| EXERCISE |
Pull out each line in the data below that contains the word "headlight", matching its case exactly.

[start of EXTRACTED ENTRIES]

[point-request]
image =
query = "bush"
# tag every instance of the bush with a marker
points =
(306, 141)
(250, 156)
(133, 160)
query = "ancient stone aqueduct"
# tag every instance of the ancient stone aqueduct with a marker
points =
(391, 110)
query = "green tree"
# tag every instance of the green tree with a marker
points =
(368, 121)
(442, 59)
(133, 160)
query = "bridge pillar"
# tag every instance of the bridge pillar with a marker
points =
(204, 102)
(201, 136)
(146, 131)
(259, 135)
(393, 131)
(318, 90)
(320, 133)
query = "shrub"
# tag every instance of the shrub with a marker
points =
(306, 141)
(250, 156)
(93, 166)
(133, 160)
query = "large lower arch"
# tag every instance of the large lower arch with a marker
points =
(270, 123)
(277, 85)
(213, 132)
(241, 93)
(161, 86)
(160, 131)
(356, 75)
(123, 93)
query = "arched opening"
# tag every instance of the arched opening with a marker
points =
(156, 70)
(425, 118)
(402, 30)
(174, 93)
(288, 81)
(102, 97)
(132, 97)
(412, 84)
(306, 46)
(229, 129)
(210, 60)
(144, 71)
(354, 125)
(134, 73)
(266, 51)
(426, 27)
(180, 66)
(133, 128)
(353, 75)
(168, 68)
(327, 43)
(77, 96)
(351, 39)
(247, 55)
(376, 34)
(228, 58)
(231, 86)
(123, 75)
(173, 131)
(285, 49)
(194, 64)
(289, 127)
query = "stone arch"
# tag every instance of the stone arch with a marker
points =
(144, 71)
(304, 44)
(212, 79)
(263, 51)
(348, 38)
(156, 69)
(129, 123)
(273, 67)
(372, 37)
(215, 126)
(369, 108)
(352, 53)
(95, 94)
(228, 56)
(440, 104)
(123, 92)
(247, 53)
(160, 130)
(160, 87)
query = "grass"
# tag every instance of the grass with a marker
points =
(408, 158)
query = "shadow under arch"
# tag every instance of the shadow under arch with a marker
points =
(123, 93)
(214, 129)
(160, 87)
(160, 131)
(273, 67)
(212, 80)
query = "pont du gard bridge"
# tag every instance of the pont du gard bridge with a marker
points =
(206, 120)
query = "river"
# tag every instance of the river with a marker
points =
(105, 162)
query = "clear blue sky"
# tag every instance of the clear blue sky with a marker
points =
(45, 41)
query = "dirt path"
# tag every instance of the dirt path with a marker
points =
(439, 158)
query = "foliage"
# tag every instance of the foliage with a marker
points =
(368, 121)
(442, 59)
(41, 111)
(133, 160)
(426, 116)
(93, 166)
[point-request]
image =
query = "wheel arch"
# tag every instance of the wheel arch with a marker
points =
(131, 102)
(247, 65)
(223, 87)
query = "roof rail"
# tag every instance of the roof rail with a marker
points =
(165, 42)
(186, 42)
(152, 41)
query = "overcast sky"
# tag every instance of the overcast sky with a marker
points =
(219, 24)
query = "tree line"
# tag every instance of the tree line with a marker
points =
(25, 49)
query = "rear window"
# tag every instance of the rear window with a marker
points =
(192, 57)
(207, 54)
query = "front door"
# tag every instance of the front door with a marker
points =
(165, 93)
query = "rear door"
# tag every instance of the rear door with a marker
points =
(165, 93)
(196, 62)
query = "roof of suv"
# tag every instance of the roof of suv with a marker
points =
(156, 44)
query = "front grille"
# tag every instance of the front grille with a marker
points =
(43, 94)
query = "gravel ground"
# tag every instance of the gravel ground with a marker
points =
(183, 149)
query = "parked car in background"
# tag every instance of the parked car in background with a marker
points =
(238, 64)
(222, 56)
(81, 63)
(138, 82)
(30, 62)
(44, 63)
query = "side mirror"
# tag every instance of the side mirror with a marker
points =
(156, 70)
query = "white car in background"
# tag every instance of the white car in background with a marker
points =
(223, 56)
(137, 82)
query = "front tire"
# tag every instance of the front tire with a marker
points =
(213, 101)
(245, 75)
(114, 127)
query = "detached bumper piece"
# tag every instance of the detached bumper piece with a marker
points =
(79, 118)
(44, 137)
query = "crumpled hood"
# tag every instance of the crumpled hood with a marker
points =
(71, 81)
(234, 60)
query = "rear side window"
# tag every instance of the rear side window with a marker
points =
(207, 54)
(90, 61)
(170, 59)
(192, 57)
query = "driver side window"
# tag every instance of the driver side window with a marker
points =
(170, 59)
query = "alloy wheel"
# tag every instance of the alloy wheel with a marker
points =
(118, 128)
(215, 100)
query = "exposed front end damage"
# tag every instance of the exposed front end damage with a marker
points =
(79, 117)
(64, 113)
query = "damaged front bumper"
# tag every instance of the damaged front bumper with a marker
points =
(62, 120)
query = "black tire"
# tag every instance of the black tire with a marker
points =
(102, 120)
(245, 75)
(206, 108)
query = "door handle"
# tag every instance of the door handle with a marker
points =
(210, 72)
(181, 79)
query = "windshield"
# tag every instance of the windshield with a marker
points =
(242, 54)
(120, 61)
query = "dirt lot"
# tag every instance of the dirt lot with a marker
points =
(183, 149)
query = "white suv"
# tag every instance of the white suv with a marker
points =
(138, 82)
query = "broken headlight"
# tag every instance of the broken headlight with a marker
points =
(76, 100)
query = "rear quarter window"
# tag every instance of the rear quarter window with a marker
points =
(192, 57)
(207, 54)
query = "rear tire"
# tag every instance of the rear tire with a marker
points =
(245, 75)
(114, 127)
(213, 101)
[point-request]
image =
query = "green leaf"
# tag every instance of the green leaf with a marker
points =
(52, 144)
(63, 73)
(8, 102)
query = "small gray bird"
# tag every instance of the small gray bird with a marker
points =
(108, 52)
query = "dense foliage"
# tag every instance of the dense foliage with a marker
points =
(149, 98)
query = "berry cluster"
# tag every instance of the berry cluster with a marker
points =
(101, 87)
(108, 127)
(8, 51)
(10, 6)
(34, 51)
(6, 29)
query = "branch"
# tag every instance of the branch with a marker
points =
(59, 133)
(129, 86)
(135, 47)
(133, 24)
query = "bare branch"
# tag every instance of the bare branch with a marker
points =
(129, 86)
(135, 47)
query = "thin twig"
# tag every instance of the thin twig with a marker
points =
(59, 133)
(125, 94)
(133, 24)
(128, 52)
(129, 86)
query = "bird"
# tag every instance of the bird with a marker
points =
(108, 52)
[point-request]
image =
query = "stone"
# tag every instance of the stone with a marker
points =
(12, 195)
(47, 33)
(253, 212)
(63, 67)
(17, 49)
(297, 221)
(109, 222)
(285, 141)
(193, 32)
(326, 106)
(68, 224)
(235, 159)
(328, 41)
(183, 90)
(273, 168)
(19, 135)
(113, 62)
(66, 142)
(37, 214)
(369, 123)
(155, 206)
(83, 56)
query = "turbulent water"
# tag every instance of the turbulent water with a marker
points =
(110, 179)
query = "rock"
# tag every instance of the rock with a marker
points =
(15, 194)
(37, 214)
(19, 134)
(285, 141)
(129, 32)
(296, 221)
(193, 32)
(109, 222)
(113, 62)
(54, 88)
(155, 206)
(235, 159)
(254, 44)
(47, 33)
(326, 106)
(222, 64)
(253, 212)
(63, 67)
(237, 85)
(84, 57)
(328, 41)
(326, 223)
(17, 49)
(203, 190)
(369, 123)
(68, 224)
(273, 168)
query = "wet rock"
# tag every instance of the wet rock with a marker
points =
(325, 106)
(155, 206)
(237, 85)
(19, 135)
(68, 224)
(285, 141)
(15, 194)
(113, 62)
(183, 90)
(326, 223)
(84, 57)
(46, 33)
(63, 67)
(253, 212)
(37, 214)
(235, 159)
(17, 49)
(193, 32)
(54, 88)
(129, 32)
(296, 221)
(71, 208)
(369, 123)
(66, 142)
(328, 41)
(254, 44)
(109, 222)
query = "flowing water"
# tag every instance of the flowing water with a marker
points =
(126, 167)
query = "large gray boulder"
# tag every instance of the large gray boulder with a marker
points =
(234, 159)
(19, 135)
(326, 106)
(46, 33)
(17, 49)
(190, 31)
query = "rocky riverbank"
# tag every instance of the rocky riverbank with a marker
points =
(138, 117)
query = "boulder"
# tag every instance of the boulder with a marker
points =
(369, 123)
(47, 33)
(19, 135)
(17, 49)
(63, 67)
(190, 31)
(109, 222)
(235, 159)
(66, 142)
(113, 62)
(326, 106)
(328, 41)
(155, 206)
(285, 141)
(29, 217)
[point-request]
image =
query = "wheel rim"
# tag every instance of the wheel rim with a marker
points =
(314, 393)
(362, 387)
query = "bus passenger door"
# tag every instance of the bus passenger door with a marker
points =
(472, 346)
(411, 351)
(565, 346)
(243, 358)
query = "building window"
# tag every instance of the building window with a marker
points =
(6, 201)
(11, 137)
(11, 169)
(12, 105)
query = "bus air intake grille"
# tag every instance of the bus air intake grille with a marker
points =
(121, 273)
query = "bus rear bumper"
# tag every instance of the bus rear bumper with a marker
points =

[end of EXTRACTED ENTRIES]

| THE SOLUTION |
query = "broken headlight"
# tag every instance of the broken headlight with a marker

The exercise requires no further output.